● 原文抜粋
......
前回の続きでございます。
億単位の予算をかけたプロジェクトに暗雲が立ち込めてきたお話。
現場でちょっとした『違和感』を覚え、共同研究をしている他社に相談したところ・・
重大な見落としだったかもしれないとのこと。
うん。
さて、
技術に「100%はない」と思い知る組織の壁
技術に100%は存在しない
ここで最近、技術系として勝手に思っていることを一つ共有します。
技術に「100%」は存在しないということです。
技術を実装しようとすると、完璧を目指すあまりいつまで経っても完成しない場合があります。
偉大な芸術家だって、美術館に飾られている作品を見て「まだ手直ししたかった」と思うことがあるはずです。
つまり、慎重すぎると技術という“作品”や“投資”を進める際に及び腰になってしまう。
新しい開発で世界と戦うためには、適正なリスクは取らねばなりません。
上層部の交代が招く混乱
しばらくプロジェクトに関わっていくと、あれもこれも『完璧』は無理。
関係者の間で「どこかで落としどころを探さないとね」という暗黙の了解が広がります。
技術の完成度、予算、スケジュールや納期などなど。
関係者は言わずもながでそれを心に刻み、
少しの諦めをしながら進めます。
ですが組織は、甘くありません。
全然違う方向から、後頭部に飛び蹴りキックをしてきます。
要するに、身内から致命傷となる邪魔が入るのです。
意地悪とかではなく、無意識に。
......
● 抜粋データ
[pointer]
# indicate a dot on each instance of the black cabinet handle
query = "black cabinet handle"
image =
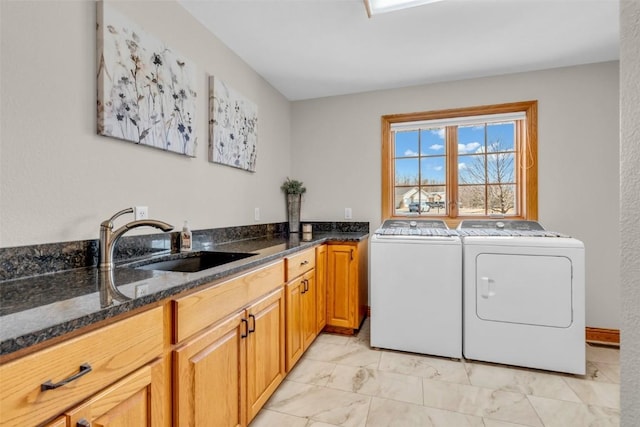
(85, 368)
(246, 328)
(252, 317)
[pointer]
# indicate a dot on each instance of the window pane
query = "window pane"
(436, 200)
(471, 169)
(471, 200)
(502, 199)
(432, 142)
(407, 171)
(501, 136)
(470, 139)
(407, 144)
(432, 170)
(500, 168)
(403, 198)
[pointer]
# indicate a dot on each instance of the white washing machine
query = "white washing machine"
(416, 288)
(524, 296)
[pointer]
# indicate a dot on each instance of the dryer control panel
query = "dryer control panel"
(516, 224)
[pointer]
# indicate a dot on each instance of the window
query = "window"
(475, 162)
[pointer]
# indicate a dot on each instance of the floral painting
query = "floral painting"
(233, 127)
(145, 89)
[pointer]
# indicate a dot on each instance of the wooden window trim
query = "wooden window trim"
(528, 157)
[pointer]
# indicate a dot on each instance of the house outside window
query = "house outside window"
(476, 162)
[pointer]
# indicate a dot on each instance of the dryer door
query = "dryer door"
(526, 289)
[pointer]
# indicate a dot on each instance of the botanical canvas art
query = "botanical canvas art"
(233, 127)
(145, 90)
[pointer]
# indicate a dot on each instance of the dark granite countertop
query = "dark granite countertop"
(39, 308)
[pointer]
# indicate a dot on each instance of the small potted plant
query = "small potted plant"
(293, 190)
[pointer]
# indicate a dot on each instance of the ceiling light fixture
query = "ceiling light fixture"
(375, 7)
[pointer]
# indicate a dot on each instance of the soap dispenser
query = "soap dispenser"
(186, 238)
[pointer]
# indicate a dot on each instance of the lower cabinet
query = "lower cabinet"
(347, 285)
(321, 287)
(301, 316)
(265, 350)
(112, 376)
(136, 400)
(224, 375)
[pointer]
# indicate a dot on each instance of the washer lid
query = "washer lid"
(417, 227)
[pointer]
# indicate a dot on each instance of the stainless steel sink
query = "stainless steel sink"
(196, 261)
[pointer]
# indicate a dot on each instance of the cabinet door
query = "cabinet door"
(321, 287)
(342, 270)
(209, 376)
(295, 343)
(135, 400)
(308, 310)
(265, 350)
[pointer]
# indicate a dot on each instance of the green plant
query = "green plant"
(293, 186)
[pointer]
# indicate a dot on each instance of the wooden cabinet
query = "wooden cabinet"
(265, 350)
(40, 386)
(321, 287)
(209, 357)
(347, 285)
(209, 378)
(301, 316)
(224, 374)
(136, 400)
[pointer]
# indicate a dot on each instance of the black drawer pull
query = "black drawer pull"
(245, 334)
(252, 317)
(85, 368)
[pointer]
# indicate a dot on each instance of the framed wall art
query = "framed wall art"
(145, 89)
(233, 127)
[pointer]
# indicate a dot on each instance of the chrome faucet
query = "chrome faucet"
(109, 238)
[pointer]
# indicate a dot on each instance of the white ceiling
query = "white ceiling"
(316, 48)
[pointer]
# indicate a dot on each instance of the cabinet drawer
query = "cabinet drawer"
(300, 263)
(112, 352)
(196, 311)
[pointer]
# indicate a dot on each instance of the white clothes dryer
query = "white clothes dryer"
(524, 296)
(416, 288)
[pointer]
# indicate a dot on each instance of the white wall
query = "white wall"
(336, 151)
(59, 179)
(630, 206)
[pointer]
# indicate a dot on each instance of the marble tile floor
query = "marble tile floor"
(341, 381)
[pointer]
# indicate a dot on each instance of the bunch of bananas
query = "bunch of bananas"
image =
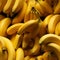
(29, 29)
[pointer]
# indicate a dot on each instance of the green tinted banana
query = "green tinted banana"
(26, 25)
(57, 29)
(49, 38)
(52, 23)
(56, 48)
(9, 47)
(19, 54)
(8, 6)
(17, 6)
(4, 23)
(13, 28)
(20, 15)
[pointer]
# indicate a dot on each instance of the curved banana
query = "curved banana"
(36, 48)
(49, 38)
(19, 54)
(1, 17)
(8, 45)
(20, 15)
(24, 27)
(13, 28)
(52, 23)
(15, 39)
(57, 29)
(57, 8)
(46, 7)
(2, 4)
(4, 23)
(31, 3)
(27, 58)
(8, 6)
(17, 6)
(47, 19)
(56, 48)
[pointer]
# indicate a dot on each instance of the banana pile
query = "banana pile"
(29, 29)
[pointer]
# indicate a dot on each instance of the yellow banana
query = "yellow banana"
(47, 19)
(20, 15)
(1, 17)
(35, 49)
(57, 8)
(57, 29)
(17, 6)
(46, 7)
(8, 6)
(56, 48)
(2, 4)
(15, 39)
(49, 38)
(19, 54)
(4, 23)
(8, 45)
(52, 23)
(13, 28)
(24, 27)
(27, 58)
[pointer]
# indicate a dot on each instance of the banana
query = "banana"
(1, 17)
(2, 4)
(31, 3)
(8, 45)
(57, 29)
(57, 8)
(23, 28)
(46, 7)
(4, 23)
(27, 58)
(47, 19)
(8, 6)
(13, 28)
(56, 48)
(19, 54)
(49, 38)
(52, 23)
(17, 6)
(15, 39)
(35, 49)
(20, 15)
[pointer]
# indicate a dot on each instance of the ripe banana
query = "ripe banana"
(56, 48)
(13, 28)
(4, 23)
(49, 38)
(47, 19)
(57, 29)
(2, 4)
(17, 6)
(8, 6)
(20, 15)
(52, 23)
(35, 49)
(26, 25)
(15, 39)
(27, 58)
(1, 17)
(19, 54)
(57, 8)
(9, 47)
(46, 7)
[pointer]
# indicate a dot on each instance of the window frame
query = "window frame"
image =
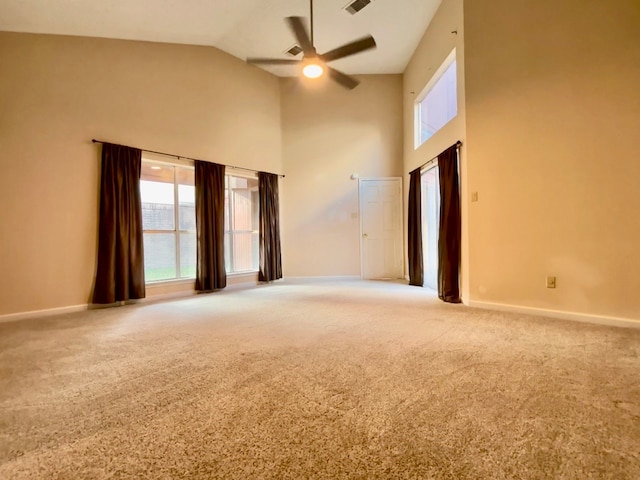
......
● 課題
技術と組織についての原文で、「技術に「100%」は存在しないということです。」から始まり「新しい開発で世界と戦うためには、適正なリスクは取らねばなりません。」で終わる部分を、一字一句そのまま書き写してもらえますか？

● 出力結果
技術に「100%」は存在しないということです。
技術を実装しようとすると、完璧を目指すあまりいつまで経っても完成しない場合があります。
偉大な芸術家だって、美術館に飾られている作品を見て「まだ手直ししたかった」と思うことがあるはずです。
つまり、慎重すぎると技術という“作品”や“投資”を進める際に及び腰になってしまう。
新しい開発で世界と戦うためには、適正なリスクは取らねばなりません。